"""

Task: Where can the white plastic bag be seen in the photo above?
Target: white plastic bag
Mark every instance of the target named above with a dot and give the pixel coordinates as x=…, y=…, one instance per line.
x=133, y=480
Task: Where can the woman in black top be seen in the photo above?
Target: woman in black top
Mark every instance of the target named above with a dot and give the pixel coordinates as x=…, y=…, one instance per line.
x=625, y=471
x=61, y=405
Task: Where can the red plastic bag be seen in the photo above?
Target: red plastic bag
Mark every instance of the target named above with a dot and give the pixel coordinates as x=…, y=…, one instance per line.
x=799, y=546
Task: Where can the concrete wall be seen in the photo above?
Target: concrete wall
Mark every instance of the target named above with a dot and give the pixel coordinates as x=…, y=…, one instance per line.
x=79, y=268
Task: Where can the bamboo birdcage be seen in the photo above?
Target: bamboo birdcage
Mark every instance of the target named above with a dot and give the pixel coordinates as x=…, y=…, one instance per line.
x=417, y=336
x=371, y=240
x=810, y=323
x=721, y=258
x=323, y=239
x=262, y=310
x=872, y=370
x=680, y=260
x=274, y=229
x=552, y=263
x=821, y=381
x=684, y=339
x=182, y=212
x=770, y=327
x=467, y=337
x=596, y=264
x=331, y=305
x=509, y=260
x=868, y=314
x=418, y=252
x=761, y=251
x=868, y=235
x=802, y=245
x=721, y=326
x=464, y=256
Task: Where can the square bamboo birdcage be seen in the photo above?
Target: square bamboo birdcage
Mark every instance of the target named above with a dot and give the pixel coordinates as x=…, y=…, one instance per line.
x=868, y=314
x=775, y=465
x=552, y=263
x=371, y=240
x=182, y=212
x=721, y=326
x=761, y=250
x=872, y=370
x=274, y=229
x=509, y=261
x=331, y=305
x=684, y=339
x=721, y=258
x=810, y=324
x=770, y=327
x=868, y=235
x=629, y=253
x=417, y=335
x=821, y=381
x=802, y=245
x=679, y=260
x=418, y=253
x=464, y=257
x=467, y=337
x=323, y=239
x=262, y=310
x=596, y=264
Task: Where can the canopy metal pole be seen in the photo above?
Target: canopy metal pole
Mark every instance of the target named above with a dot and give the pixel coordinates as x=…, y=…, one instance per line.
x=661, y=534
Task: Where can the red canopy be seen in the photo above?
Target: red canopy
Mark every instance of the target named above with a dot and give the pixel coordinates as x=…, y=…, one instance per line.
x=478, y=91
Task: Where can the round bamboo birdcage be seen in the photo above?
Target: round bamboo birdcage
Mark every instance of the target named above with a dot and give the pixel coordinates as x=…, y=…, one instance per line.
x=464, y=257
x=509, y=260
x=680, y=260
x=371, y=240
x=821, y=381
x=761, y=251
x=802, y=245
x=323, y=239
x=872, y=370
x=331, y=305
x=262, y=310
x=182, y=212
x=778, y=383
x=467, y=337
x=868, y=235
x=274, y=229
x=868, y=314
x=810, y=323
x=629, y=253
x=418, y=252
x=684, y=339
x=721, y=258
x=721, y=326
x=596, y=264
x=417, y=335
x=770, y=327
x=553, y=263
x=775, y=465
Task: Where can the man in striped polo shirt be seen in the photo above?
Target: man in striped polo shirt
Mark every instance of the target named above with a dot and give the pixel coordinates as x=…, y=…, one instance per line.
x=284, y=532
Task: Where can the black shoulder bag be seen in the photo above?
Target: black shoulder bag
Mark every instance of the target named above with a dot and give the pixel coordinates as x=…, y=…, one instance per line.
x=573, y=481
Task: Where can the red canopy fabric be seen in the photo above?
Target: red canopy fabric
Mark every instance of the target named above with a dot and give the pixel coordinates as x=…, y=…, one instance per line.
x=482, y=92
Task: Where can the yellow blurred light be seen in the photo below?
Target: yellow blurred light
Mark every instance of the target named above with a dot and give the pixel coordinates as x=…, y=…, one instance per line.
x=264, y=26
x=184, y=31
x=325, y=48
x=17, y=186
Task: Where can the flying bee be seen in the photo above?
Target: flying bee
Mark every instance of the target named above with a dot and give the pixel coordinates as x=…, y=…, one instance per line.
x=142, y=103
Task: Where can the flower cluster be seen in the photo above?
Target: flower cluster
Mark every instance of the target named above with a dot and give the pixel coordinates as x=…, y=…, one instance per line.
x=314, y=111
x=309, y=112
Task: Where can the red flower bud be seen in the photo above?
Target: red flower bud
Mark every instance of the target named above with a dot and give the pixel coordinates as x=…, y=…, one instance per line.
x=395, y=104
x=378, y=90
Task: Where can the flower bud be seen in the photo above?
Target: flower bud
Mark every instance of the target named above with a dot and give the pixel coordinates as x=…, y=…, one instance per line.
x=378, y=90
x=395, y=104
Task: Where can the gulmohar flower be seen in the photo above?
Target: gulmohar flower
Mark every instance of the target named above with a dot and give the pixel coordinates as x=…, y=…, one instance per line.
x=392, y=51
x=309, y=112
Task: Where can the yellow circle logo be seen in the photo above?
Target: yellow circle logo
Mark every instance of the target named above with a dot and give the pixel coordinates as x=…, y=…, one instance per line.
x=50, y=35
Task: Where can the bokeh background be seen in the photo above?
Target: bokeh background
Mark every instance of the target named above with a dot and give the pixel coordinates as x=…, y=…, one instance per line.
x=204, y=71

"""

→ Required work
Everything in the data must be repeated exactly; leave no line out.

→ Answer area
Task: Where can the white plastic bag be seen in the photo above?
Target: white plastic bag
Mark every instance of the target named above with a dot and give the pixel coordinates as x=…, y=…, one instance per line.
x=133, y=480
Task: Where can the woman in black top be seen in the photo above?
Target: woman in black top
Mark every instance of the target named above with a dot and give the pixel coordinates as x=…, y=…, one instance per line.
x=625, y=471
x=61, y=405
Task: Where can the red plastic bag be seen in the photo above?
Target: red plastic bag
Mark every instance of the target named above with a dot and give the pixel coordinates as x=…, y=…, one instance per line.
x=799, y=546
Task: Where can the concrete wall be seen in the photo above?
Target: concrete wall
Mark every instance of the target named above with a dot and give the pixel coordinates as x=…, y=…, one instance per line.
x=79, y=268
Task: Where can the bamboo birdcage be seen in the photo above?
Target: bamboo birdcage
Mark every instance of the target named above with a dot and give the pixel coordinates as x=…, y=…, one instance per line.
x=417, y=336
x=371, y=240
x=810, y=323
x=721, y=258
x=323, y=239
x=262, y=310
x=872, y=370
x=680, y=260
x=274, y=229
x=552, y=263
x=821, y=381
x=684, y=339
x=182, y=212
x=770, y=327
x=467, y=337
x=596, y=264
x=331, y=305
x=509, y=260
x=868, y=314
x=418, y=252
x=761, y=251
x=868, y=235
x=802, y=245
x=721, y=326
x=464, y=256
Task: Where can the square bamboo birdcage be seen in the photo above?
Target: square bamboo birdcage
Mark every instance of the target named above with a dot and give the pixel coordinates as x=…, y=…, one instance per line.
x=868, y=314
x=775, y=465
x=552, y=263
x=371, y=240
x=182, y=212
x=721, y=326
x=761, y=250
x=872, y=370
x=274, y=229
x=509, y=261
x=331, y=305
x=684, y=339
x=721, y=258
x=810, y=324
x=770, y=327
x=868, y=235
x=629, y=253
x=417, y=335
x=821, y=381
x=802, y=245
x=679, y=260
x=418, y=253
x=464, y=257
x=467, y=337
x=323, y=239
x=262, y=310
x=596, y=264
Task: Where can the canopy metal pole be seen in the photo above?
Target: canopy metal pole
Mark every instance of the target named above with a dot and give the pixel coordinates as x=…, y=…, one instance per line.
x=661, y=534
Task: Where can the red canopy be seen in the photo above?
Target: red canopy
Mark every instance of the target named above with a dot and give the pixel coordinates as x=…, y=…, one instance per line.
x=478, y=91
Task: Where can the round bamboo birdcage be seen in the photo above?
Target: round bamboo birdcage
Mark every instance of the target named above with a dot and give the pixel coordinates as x=…, y=…, one instance per line.
x=464, y=257
x=509, y=260
x=680, y=260
x=371, y=240
x=821, y=381
x=761, y=251
x=802, y=245
x=323, y=239
x=872, y=370
x=331, y=305
x=262, y=310
x=182, y=212
x=778, y=383
x=467, y=337
x=868, y=235
x=274, y=229
x=868, y=314
x=810, y=323
x=629, y=253
x=418, y=252
x=684, y=339
x=721, y=258
x=721, y=326
x=596, y=264
x=417, y=335
x=770, y=327
x=553, y=263
x=775, y=465
Task: Where can the man in striped polo shirt be seen in the photo above?
Target: man in striped polo shirt
Mark every instance of the target named above with a dot and give the pixel coordinates as x=…, y=…, one instance per line.
x=284, y=532
Task: Where can the black shoulder bag be seen in the photo above?
Target: black shoulder bag
Mark every instance of the target named above with a dot and give the pixel coordinates as x=…, y=…, one instance per line.
x=573, y=481
Task: Where can the red canopy fabric be seen in the photo above?
Target: red canopy fabric
Mark every instance of the target named above with a dot and give the pixel coordinates as x=…, y=…, one instance per line.
x=482, y=92
Task: Where can the yellow blurred light be seen in the photo below?
Target: yellow blurred light
Mark every instance of the target named above with a dot and give the pixel coordinates as x=…, y=…, one instance per line.
x=264, y=26
x=184, y=31
x=325, y=48
x=17, y=186
Task: Where can the flying bee be seen in the photo above?
Target: flying bee
Mark every instance of the target named above with a dot and give the pixel coordinates as x=…, y=…, one instance per line.
x=142, y=103
Task: Where can the flower cluster be seen in the photo above?
Target: flower cluster
Mark every instance of the target named above with a dot and give the pixel coordinates as x=…, y=…, one instance per line.
x=314, y=111
x=309, y=112
Task: Where can the red flower bud be seen in the photo above?
Target: red flower bud
Mark every instance of the target named above with a dot and give the pixel coordinates as x=…, y=…, one instance per line.
x=395, y=104
x=378, y=90
Task: Where can the flower bud be seen in the photo above?
Target: flower bud
Mark every instance of the target named above with a dot and give the pixel coordinates as x=…, y=…, one instance per line.
x=378, y=90
x=395, y=104
Task: Where can the gulmohar flower be seen in the photo above?
Target: gulmohar flower
Mark every instance of the target named above with a dot and give the pixel coordinates as x=…, y=…, one instance per line.
x=392, y=51
x=309, y=112
Task: Where can the yellow circle logo be seen in the photo above?
Target: yellow circle logo
Mark every instance of the target named above with a dot and give the pixel coordinates as x=…, y=…, one instance per line.
x=50, y=35
Task: Where can the bokeh background be seen in the photo above?
Target: bokeh background
Mark every instance of the target named above with a dot and give the pixel coordinates as x=…, y=…, one instance per line.
x=204, y=71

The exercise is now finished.